> **YOUR INSTRUCTIONS**:
Output only the span of lines that begins at the line containing "Task: set a pin on each instance of the red background" and ends at the last line of the data, both included, exactly as they appear.

— begin —

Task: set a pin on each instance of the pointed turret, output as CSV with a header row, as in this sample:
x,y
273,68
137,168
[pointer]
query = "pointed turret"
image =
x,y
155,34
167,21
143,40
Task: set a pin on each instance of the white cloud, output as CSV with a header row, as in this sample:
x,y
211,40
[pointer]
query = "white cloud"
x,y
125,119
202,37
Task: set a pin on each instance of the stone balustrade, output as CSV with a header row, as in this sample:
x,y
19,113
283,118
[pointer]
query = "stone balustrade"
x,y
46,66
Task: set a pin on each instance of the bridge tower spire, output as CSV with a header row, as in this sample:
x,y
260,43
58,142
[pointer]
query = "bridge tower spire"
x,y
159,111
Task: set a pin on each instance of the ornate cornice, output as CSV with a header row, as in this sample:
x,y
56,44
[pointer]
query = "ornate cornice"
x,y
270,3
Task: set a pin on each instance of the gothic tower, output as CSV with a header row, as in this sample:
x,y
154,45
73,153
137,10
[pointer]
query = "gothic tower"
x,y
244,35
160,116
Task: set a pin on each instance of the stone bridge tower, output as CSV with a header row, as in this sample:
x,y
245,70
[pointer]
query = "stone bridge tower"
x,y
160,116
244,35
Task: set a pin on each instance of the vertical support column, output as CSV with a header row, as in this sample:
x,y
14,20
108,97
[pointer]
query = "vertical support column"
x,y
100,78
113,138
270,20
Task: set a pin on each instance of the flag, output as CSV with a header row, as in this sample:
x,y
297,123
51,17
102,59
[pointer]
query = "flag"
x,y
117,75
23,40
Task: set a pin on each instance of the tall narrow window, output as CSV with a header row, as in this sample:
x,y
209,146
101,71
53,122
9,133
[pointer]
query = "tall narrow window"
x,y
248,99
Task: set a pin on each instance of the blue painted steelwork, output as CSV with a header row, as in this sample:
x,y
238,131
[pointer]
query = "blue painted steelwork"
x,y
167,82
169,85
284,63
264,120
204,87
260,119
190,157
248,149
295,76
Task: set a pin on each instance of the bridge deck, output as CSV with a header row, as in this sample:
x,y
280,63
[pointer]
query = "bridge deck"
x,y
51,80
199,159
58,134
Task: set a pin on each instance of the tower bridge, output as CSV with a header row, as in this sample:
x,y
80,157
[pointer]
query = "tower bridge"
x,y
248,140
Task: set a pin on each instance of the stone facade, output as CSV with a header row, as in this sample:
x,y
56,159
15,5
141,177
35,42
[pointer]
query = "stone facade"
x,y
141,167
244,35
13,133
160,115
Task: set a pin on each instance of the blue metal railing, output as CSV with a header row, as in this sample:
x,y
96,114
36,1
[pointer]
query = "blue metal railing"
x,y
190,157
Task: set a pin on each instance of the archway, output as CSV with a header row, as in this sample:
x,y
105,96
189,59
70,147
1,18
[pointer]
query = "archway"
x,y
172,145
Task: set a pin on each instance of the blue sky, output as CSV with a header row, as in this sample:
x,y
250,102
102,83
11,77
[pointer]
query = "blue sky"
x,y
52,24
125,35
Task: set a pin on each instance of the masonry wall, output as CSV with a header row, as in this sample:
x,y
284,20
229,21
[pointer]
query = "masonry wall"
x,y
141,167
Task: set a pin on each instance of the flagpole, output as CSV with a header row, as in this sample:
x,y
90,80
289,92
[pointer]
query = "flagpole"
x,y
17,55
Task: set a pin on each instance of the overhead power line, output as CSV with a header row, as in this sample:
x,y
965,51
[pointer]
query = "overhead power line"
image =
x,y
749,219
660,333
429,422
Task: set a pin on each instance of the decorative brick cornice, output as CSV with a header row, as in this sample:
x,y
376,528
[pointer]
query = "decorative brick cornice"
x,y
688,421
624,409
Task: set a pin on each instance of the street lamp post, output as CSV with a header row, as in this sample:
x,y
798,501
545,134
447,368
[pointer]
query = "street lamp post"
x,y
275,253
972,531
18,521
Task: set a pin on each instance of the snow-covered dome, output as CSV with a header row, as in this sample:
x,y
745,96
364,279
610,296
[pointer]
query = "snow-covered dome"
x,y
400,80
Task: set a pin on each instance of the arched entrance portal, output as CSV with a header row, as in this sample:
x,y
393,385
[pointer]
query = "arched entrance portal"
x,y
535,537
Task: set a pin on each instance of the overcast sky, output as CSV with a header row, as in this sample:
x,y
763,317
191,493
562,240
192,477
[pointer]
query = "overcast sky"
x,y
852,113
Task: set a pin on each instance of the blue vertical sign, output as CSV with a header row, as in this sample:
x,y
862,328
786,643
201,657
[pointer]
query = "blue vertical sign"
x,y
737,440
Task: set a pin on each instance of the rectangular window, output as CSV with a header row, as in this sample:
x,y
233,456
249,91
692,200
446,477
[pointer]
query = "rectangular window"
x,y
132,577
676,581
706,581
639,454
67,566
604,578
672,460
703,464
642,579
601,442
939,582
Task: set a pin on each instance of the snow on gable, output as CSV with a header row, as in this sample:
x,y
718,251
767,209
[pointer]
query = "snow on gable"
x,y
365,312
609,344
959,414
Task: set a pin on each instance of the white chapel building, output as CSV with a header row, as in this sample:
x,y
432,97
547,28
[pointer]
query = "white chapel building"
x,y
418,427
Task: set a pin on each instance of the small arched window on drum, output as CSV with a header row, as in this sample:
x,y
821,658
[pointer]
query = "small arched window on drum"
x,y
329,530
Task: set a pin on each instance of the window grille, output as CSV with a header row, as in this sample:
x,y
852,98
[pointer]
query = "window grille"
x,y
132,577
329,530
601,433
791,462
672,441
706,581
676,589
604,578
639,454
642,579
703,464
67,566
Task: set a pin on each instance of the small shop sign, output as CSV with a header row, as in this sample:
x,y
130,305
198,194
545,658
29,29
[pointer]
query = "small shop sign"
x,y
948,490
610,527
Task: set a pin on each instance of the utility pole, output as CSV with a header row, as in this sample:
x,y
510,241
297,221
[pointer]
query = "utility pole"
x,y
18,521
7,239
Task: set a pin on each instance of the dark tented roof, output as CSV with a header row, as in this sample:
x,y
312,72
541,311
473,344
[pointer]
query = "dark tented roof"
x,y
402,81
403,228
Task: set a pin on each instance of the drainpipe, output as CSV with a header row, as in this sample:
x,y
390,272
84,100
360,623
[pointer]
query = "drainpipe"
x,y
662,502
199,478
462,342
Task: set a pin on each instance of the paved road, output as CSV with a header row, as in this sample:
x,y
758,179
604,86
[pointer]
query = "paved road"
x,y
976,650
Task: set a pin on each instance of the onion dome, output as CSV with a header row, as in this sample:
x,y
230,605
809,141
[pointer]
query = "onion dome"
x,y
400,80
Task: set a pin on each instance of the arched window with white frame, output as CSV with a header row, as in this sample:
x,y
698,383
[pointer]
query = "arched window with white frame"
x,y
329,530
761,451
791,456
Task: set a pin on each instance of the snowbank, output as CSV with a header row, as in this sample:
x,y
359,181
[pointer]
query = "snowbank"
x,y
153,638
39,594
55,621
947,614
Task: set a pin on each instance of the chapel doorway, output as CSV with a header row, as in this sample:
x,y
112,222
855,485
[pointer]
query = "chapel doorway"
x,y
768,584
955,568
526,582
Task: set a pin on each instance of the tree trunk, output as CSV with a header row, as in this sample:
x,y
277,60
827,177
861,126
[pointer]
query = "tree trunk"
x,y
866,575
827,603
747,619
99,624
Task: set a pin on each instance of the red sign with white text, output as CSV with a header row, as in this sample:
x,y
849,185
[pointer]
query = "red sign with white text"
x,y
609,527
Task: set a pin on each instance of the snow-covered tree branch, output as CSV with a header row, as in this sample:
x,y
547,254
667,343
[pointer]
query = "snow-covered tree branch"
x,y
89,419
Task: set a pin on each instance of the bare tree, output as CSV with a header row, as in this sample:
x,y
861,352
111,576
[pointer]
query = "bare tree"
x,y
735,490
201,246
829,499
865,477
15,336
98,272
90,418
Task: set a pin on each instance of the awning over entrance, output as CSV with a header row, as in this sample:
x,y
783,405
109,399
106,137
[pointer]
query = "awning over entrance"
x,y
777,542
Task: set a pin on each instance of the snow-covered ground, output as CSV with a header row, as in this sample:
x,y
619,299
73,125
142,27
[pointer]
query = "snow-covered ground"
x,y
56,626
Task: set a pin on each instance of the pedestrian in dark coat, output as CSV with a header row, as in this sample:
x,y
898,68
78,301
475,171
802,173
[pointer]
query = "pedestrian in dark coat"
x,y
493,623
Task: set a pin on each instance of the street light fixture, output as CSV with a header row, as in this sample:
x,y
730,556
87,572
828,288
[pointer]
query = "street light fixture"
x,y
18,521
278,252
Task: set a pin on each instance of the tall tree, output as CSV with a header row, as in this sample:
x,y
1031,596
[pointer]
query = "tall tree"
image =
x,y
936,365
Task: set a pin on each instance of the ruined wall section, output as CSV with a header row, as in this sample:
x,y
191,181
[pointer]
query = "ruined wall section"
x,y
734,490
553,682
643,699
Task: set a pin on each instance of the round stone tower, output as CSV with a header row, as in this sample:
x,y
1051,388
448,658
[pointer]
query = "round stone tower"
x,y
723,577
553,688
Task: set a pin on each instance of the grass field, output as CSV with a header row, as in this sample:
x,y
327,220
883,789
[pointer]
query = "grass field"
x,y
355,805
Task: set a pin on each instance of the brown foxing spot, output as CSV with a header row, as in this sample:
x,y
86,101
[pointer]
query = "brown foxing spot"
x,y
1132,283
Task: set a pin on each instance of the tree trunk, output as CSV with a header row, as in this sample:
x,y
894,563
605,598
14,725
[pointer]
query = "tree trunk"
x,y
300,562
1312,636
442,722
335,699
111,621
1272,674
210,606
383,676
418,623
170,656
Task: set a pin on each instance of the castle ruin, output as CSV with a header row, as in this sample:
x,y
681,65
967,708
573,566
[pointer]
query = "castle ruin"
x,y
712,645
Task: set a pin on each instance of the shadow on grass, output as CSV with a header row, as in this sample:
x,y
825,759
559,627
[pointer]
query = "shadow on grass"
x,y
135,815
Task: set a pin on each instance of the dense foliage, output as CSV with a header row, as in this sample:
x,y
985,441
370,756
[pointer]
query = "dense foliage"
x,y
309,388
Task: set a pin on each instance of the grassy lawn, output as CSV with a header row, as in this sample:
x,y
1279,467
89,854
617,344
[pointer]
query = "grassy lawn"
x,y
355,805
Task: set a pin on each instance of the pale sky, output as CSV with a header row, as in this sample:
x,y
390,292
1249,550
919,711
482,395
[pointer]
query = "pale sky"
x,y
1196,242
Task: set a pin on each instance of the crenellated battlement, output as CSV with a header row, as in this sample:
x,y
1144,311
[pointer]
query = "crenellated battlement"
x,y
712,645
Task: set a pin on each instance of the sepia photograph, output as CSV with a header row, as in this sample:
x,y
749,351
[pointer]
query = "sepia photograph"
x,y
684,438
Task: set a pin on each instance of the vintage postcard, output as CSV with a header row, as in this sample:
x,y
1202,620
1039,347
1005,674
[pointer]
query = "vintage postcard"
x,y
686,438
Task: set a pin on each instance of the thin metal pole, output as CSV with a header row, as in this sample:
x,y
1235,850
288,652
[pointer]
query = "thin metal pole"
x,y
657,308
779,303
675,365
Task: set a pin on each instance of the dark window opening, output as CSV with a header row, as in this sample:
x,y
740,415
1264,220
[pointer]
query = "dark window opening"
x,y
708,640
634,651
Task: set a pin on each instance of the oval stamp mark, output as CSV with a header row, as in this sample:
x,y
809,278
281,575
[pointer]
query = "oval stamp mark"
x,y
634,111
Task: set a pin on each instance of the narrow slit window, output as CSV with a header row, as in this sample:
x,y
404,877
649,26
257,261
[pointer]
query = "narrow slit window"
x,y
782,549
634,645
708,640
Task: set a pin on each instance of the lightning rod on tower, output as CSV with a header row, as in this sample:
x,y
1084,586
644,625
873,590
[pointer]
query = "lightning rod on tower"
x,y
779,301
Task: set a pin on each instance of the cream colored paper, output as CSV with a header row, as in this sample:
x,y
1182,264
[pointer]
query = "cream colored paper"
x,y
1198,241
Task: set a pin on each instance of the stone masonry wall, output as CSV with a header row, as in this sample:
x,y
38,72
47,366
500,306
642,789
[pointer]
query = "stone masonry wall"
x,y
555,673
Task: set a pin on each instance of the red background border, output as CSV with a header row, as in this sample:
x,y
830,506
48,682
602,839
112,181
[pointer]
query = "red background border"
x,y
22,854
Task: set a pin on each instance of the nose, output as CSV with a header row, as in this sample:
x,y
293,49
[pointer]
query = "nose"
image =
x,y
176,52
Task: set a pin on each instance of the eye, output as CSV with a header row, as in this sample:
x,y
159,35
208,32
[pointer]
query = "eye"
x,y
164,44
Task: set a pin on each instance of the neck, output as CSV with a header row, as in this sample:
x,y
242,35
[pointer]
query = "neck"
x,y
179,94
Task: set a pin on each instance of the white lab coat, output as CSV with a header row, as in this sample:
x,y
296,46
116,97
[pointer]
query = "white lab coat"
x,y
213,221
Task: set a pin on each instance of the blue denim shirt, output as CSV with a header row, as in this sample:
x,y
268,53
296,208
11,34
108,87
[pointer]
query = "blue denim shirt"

— end —

> **REPLY**:
Task: set a pin on each instance of the red background border, output as CSV with a header row, as in this sample:
x,y
830,506
48,682
602,839
112,181
[pointer]
query = "red background border"
x,y
22,854
Task: set a pin on each instance of the nose, output as CSV with a header row, as in this sample:
x,y
293,49
[pointer]
query = "nose"
image =
x,y
176,52
Task: set a pin on each instance of the eye, output as CSV with a header row, as in this sample:
x,y
159,35
208,32
[pointer]
query = "eye"
x,y
164,44
Task: set a pin on each instance of the neck, output as CSV with a header row, as in this sample:
x,y
242,35
[pointer]
query = "neck"
x,y
179,94
Task: set a pin on each instance of the white lab coat, output as CSV with a header row, as in this sample:
x,y
296,46
116,97
[pointer]
query = "white lab coat"
x,y
213,221
Task: set a pin on each instance of the blue denim shirt, output as CSV with a header row, as in this sample:
x,y
268,53
296,208
11,34
108,87
[pointer]
query = "blue denim shirt"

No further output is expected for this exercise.